Randomized QuickSort

PDF of Eric’s handwritten notes are here.

Geometric Random Variables

Flip a coin, which will give

  • heads with probability p
  • tails with probability 1-p

Let X = # of flips until the first heads (including the flip with the heads)

We denote the above distribution as X \sim Geom(p), i.e. a geometric distribution with parameter p. Let \mu = E(X).

What is \mu? If we consider p=1/2, then we would expect \mu=2. For general p, we would expect \mu = 1/p, and we will now prove this fact.

Suppose we tried to directly evaluate the expectation:

\mu = \sum_{i=1}^\infty i \cdot \Pr(X=i) = \sum_{i=1}^\infty i (1-p)^{i-1} p

We could try to evaluate the above sum and eventually arrive at the correct answer, or we could view \mu another way. Consider the first flip. If it’s heads, then we’re done and only flip once. If it’s tails, then we repeat the process, thus flipping 1+\mu times in expectation.

So

\mu = p \cdot 1 + (1-p)\cdot (\mu + 1)

and solving the above for \mu gives \mu = 1/p.

Linearity of Expectation

Here we give a proof of linearity of expectation.

Let X,Y be random variables and take values in \{0,1,\ldots,n\} (though you can use the same proof for any domain). Note that X and Y may not be independent. First, observe the following fact:

\sum_{j=0}^n \Pr(X=i, Y=j) = \Pr(X=i).

_ _ _

● **Problems to work on**:
1 – In the notes on geometric random variables above, rewrite the paragraph beginning "We could try to evaluate the above sum" as a short list that keeps its main facts.
2 – According to the notes on geometric random variables, what value of \mu would we expect when p=1/2?
3 – Continue the notes on geometric random variables and linearity of expectation from the point where they end.

_ _ _

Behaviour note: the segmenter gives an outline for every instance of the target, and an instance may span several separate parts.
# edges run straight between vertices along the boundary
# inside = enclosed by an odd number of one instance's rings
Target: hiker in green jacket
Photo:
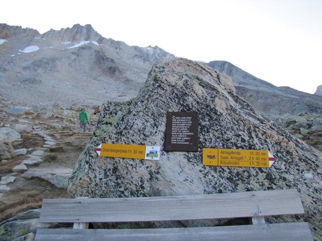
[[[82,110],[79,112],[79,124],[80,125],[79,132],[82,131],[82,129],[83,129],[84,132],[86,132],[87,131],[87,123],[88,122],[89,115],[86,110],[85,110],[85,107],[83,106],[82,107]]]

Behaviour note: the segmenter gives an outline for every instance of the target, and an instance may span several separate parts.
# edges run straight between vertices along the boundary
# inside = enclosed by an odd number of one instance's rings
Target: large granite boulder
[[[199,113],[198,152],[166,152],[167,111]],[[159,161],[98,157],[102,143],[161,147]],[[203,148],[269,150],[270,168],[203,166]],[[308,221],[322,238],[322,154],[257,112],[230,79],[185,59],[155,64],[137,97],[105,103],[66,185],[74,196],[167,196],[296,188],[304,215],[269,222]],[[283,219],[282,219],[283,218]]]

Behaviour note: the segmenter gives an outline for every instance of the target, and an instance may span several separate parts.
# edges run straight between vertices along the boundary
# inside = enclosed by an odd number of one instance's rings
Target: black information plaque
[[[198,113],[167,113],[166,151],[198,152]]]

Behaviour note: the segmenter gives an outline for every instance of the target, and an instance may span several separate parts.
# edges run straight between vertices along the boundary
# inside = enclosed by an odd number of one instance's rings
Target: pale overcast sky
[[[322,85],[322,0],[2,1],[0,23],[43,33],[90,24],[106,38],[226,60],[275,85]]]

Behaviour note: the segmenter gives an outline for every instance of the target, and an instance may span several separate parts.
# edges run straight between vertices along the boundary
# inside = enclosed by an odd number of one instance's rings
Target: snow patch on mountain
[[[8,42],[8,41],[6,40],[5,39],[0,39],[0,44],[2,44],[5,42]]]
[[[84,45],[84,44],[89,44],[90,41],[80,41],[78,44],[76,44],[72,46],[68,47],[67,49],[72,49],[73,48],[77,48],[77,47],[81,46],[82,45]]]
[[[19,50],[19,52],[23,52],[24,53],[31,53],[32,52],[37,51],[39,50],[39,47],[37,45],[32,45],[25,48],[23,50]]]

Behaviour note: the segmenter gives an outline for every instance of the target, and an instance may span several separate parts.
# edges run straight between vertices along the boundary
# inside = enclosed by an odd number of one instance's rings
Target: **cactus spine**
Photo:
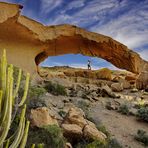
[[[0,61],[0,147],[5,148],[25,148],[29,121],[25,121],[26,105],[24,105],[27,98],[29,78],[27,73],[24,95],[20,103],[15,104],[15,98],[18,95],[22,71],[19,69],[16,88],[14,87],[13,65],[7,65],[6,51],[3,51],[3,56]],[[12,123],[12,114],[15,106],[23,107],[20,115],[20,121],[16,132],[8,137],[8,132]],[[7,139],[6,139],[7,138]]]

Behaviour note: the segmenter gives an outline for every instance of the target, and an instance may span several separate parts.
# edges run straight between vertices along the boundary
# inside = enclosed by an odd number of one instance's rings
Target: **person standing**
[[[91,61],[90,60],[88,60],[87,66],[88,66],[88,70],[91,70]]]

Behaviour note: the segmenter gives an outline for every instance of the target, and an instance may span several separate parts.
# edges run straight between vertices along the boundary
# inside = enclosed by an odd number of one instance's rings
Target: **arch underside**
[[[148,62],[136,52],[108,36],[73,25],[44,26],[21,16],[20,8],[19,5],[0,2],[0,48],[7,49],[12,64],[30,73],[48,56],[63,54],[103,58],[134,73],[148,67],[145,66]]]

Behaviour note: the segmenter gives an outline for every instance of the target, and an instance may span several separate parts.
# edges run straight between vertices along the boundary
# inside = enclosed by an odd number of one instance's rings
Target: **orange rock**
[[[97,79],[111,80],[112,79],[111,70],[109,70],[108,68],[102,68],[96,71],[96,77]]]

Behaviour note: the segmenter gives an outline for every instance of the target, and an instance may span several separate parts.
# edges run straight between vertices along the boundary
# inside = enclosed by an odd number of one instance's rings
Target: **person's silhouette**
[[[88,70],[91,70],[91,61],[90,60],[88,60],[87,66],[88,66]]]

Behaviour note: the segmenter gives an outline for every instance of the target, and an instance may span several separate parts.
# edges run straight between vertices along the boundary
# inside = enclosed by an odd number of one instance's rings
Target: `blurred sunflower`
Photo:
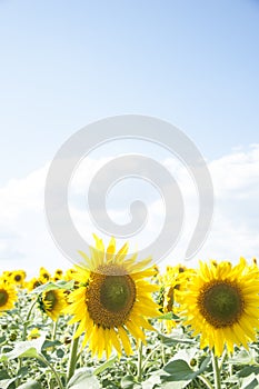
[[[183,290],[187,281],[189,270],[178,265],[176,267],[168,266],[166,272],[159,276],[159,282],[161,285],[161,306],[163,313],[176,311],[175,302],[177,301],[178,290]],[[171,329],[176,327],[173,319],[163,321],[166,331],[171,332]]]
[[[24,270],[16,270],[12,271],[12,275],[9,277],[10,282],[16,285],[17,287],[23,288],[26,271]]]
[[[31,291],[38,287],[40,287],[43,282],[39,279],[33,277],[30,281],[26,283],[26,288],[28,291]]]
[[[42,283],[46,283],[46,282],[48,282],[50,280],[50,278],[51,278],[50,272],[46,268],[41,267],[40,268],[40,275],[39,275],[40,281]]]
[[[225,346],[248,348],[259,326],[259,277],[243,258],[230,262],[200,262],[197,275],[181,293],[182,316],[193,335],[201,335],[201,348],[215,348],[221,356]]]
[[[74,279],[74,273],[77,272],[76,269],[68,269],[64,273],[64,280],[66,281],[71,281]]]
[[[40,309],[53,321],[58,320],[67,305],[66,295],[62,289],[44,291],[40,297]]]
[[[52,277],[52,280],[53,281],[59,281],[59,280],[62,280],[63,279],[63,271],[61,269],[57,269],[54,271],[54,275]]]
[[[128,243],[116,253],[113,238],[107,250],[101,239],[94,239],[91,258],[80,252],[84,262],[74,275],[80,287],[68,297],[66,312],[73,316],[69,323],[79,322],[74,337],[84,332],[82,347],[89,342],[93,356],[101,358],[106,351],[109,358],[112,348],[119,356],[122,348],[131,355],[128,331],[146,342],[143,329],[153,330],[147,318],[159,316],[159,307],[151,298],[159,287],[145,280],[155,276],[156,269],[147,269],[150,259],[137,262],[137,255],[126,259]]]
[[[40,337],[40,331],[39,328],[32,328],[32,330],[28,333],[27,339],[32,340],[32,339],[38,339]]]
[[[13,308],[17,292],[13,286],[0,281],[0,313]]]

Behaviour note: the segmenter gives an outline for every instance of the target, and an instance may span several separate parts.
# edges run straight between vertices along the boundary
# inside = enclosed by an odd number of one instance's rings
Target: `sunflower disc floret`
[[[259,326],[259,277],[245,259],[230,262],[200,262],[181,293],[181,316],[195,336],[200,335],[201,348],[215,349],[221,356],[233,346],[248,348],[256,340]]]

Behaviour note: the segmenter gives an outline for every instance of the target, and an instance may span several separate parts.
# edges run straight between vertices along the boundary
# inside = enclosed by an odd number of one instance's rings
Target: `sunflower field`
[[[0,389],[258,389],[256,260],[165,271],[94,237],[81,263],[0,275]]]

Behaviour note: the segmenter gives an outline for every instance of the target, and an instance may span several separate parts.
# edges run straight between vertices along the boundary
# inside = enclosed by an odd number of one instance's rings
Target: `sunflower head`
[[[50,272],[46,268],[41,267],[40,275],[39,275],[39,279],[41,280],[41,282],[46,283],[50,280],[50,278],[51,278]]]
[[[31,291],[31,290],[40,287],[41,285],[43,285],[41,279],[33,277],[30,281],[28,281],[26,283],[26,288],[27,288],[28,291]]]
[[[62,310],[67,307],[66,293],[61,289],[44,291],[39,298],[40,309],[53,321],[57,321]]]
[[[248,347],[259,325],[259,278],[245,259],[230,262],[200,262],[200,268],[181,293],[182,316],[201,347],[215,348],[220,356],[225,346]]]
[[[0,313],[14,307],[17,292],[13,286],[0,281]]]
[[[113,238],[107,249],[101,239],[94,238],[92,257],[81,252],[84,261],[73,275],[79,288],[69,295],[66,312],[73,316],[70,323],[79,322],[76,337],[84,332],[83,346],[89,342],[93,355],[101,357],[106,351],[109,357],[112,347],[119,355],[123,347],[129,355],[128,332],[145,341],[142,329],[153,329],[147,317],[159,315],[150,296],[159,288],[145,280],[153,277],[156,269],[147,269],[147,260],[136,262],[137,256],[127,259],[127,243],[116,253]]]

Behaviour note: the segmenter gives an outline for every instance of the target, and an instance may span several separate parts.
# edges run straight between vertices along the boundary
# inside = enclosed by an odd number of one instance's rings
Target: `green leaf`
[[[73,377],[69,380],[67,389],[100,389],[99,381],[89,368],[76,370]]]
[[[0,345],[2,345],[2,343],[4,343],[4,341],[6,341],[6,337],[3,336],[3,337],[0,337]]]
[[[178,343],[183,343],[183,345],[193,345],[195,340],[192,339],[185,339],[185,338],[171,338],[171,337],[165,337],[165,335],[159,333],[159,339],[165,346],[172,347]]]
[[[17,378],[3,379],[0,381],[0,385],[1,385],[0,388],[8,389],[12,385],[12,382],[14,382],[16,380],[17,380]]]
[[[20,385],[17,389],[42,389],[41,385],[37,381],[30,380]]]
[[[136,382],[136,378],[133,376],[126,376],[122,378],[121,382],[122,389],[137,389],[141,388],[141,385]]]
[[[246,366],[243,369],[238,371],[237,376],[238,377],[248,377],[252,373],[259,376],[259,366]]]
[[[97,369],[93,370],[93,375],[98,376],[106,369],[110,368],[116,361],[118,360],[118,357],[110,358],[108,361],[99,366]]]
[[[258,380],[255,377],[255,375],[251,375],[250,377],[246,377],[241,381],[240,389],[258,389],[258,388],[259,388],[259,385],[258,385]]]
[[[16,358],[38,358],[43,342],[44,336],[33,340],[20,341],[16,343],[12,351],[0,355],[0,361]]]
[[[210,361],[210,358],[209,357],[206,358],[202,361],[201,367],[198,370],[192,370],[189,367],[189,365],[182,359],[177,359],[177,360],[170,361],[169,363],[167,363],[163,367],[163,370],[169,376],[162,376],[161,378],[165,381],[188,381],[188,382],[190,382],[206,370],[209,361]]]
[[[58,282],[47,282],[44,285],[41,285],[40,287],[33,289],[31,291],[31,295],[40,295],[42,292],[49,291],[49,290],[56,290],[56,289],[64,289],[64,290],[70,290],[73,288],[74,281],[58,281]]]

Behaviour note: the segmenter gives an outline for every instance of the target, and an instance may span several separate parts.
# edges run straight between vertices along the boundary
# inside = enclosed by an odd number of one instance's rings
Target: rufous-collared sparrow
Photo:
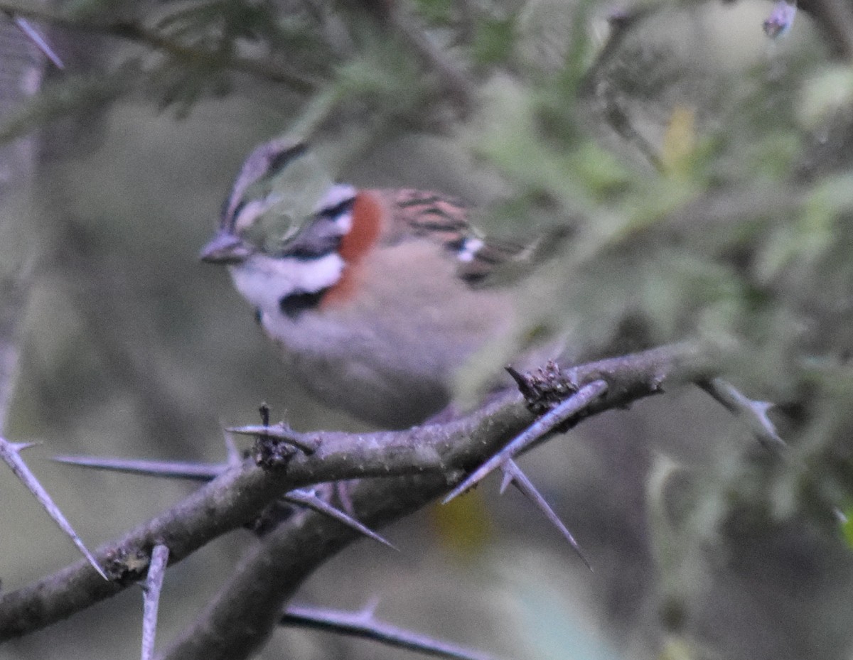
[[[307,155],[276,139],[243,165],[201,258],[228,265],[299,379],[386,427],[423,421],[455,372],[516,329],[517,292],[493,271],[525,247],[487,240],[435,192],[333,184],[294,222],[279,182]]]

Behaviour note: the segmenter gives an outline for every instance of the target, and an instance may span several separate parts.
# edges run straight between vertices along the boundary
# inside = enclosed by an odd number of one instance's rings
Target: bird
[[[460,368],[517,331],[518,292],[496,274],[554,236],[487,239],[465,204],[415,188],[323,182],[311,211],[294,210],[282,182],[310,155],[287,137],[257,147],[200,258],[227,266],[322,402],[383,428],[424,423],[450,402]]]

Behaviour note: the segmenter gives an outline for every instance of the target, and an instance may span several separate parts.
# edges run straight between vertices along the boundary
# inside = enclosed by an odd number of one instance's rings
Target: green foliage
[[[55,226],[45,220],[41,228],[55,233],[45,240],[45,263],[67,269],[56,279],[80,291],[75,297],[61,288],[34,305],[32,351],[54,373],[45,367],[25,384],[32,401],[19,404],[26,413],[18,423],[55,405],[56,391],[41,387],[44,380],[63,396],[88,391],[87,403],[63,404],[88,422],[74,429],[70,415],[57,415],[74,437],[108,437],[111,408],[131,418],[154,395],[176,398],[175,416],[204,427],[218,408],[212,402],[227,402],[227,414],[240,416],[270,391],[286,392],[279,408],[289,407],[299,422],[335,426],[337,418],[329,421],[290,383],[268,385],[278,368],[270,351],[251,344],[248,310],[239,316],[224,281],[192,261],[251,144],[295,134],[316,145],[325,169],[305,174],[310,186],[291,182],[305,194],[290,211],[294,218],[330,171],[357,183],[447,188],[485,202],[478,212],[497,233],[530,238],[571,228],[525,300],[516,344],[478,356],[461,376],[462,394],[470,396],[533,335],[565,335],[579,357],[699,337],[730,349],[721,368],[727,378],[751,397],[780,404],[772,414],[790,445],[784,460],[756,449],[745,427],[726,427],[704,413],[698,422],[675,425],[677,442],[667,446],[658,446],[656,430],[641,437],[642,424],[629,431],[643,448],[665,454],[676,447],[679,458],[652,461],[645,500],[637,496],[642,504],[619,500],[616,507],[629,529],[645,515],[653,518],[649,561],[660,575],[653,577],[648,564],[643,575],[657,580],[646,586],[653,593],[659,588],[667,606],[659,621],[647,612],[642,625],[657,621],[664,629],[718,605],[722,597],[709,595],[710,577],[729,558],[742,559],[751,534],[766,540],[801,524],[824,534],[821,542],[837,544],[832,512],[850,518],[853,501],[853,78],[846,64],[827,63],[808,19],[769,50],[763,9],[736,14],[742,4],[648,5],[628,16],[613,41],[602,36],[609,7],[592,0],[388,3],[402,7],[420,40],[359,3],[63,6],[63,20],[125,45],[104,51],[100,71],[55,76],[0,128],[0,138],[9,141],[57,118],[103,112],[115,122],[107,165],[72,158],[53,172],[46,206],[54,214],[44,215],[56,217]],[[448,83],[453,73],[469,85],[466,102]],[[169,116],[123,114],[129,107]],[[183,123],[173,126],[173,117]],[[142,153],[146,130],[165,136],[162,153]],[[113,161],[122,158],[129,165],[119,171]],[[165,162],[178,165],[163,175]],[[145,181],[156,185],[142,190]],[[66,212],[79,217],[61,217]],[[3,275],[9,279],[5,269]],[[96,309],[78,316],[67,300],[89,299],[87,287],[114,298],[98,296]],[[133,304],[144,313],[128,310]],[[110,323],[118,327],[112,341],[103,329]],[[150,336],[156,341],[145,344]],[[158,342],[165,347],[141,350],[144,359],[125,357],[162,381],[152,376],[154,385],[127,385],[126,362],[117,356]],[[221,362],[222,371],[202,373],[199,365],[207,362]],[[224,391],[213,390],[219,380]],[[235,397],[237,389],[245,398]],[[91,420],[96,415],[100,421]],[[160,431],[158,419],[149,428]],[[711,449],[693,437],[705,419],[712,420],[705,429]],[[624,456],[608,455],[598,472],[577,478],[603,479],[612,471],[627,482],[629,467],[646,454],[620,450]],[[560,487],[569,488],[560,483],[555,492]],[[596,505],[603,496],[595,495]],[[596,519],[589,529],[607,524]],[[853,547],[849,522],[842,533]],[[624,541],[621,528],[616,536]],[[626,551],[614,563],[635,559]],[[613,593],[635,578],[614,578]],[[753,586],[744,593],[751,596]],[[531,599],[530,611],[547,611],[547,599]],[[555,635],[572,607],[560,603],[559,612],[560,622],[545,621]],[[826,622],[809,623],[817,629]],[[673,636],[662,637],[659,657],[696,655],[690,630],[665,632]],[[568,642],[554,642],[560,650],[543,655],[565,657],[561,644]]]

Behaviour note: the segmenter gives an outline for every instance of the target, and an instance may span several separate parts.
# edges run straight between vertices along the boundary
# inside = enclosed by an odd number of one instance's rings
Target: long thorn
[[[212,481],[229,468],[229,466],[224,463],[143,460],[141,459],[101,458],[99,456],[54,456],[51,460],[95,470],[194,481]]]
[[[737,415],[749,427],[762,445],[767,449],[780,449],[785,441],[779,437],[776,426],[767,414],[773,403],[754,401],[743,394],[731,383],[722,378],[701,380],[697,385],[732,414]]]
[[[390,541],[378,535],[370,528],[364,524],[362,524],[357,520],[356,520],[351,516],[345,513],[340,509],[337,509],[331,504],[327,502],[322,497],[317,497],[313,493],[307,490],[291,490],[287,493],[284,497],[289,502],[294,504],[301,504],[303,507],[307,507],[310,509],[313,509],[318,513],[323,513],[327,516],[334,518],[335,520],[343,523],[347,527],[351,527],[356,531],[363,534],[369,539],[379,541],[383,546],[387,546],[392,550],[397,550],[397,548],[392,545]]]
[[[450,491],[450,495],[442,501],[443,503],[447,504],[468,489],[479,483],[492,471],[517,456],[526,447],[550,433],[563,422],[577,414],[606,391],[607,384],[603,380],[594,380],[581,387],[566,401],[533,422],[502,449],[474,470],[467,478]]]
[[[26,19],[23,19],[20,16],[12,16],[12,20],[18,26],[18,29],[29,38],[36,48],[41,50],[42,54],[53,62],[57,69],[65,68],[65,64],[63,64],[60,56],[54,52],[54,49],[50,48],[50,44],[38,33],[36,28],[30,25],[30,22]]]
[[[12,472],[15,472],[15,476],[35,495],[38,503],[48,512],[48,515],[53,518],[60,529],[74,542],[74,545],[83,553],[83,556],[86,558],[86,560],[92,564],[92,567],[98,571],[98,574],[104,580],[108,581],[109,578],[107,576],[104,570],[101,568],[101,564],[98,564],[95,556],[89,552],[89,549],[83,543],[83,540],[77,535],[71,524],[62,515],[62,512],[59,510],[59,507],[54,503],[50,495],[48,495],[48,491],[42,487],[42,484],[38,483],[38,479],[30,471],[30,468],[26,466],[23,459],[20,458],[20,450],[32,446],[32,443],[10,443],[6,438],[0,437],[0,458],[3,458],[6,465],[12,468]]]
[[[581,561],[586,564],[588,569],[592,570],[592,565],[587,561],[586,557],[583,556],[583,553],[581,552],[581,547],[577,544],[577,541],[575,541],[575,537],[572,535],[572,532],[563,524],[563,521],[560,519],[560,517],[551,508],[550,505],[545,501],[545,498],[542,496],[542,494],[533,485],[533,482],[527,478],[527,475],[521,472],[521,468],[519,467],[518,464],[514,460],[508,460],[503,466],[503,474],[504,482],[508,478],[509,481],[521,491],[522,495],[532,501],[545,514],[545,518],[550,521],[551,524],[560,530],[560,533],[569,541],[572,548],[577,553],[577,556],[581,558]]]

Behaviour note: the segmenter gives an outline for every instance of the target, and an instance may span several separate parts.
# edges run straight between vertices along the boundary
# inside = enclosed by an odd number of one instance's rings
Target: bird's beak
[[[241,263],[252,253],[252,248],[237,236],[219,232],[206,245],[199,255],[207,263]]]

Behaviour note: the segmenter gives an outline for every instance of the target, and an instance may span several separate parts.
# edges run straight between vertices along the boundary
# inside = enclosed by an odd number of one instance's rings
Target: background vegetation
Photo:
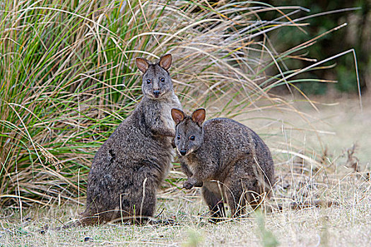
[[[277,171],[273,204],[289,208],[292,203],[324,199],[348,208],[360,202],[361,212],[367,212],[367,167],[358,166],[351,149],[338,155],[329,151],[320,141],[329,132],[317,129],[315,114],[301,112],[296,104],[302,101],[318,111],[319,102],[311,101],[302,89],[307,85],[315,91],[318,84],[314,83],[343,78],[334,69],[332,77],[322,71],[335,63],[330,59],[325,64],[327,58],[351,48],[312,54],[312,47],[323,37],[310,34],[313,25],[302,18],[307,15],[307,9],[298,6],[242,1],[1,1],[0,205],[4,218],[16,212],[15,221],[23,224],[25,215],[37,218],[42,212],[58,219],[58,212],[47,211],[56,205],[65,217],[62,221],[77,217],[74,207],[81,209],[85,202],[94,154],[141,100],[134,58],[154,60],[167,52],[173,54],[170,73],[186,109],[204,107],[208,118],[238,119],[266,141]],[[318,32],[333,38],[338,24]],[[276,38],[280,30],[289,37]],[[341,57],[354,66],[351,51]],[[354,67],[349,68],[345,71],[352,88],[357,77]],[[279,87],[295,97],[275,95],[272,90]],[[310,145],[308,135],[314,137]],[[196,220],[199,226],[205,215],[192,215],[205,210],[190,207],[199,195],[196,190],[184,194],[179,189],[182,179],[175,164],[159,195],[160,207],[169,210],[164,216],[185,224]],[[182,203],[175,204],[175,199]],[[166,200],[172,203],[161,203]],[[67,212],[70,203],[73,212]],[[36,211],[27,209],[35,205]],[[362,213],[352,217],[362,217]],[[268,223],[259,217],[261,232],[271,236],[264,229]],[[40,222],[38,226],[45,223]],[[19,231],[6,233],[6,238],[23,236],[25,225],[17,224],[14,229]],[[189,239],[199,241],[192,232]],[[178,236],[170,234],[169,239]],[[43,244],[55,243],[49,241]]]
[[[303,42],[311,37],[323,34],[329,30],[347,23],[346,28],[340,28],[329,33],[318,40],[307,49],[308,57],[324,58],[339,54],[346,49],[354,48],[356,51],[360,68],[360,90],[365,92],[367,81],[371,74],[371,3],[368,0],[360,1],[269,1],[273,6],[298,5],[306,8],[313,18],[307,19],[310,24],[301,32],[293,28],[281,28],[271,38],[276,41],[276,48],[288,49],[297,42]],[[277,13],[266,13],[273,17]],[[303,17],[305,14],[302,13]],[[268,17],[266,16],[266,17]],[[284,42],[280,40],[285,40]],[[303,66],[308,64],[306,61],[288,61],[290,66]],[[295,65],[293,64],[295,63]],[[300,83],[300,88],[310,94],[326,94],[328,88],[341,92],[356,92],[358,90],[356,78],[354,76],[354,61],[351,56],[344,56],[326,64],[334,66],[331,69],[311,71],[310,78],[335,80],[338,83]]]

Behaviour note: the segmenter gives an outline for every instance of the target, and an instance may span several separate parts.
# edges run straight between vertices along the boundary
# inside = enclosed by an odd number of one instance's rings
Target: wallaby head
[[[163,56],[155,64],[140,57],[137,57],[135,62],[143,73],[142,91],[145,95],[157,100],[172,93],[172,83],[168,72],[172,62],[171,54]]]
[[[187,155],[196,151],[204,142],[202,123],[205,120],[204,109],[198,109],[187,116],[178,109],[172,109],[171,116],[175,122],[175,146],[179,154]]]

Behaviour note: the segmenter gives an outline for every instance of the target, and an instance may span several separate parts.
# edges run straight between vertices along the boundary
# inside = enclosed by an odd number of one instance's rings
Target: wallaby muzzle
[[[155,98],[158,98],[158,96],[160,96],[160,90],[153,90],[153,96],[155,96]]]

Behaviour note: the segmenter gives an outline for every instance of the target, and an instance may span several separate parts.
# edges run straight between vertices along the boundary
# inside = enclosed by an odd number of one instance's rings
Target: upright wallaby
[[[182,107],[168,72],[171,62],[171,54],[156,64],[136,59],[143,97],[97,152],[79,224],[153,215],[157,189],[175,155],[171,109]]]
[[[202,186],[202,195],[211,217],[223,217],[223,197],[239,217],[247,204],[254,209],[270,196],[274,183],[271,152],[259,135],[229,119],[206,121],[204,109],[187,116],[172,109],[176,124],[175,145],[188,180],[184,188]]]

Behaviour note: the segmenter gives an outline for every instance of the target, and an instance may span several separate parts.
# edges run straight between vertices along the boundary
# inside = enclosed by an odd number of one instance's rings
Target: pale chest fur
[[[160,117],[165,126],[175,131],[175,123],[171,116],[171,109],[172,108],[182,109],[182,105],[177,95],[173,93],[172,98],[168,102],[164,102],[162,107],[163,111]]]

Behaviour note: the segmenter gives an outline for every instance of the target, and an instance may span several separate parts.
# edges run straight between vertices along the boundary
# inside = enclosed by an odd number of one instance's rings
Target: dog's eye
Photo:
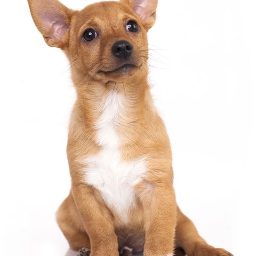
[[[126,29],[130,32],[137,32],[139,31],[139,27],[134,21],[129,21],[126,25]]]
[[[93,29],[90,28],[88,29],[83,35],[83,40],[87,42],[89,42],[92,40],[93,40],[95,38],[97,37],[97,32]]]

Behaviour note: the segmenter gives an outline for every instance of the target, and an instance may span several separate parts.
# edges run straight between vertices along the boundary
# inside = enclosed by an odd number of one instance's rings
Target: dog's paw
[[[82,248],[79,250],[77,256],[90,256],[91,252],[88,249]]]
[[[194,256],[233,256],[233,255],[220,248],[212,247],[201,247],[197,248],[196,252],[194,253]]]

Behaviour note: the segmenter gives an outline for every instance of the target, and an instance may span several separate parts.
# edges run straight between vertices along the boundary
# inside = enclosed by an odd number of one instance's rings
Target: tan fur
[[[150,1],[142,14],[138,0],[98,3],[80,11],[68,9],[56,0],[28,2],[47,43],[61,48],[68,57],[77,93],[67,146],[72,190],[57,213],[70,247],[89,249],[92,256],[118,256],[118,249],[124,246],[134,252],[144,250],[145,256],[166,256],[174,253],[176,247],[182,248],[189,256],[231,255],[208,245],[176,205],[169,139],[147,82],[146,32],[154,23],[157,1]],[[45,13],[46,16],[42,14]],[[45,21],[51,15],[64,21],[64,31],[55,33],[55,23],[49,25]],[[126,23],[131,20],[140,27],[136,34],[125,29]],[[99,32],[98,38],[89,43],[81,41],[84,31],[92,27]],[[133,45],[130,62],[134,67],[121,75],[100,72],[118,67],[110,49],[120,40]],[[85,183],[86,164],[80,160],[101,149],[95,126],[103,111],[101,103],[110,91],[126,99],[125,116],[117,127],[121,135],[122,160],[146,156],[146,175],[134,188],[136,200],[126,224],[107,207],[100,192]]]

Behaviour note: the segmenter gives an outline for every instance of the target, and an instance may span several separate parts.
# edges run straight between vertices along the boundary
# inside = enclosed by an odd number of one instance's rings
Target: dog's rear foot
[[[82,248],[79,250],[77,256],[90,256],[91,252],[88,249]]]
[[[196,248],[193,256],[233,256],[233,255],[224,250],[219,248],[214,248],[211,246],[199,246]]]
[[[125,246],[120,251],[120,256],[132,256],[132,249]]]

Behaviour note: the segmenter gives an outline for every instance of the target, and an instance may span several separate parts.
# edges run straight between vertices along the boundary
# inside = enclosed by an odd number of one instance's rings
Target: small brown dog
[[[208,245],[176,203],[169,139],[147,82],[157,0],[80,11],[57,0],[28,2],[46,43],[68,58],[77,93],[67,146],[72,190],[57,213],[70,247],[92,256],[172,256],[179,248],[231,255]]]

_ _ _

● **Task responses**:
1 –
- Evaluating the sum directly would eventually give the correct answer, but \mu can be found another way.
- Consider the first flip.
- If it is heads, the process ends after one flip.
- If it is tails, the process repeats, so the expected number of flips is 1+\mu.

2 – \mu=2.

3 –
We can now see that

\begin{aligned}  E[X+Y] &= \sum_{i=0}^n \sum_{j=0}^n (i+j) \Pr(X=i, Y=j) \qquad \mbox{ by definition of expectation}\\  &=\sum_{i=0}^n \sum_{j=0}^n i \Pr(X=i, Y=j) + \sum_{i=0}^n\sum_{j=0}^n j \Pr(X=i, Y=j) \\  &= \sum_{i=0}^n i \sum_{j=0}^n \Pr(X=i, Y=j) + \sum_{j=0}^n j \sum_{i=0}^n \Pr(X=i, Y=j) \\  &= \sum_{i=0}^n i \Pr(X=i) + \sum_{j=0}^n j \Pr(Y=j) \qquad \mbox{ by above fact}\\  &= E[X] + E[Y].  \end{aligned}

Coupon Collector

Suppose we have n coupons in an urn. Consider the following process:

  1. Choose a coupon from the urn at random and look at it.
  2. Put the coupon back in the urn.
  3. Repeat.

Let X = # of steps until we see all n coupons at least once.
       What is E(X)?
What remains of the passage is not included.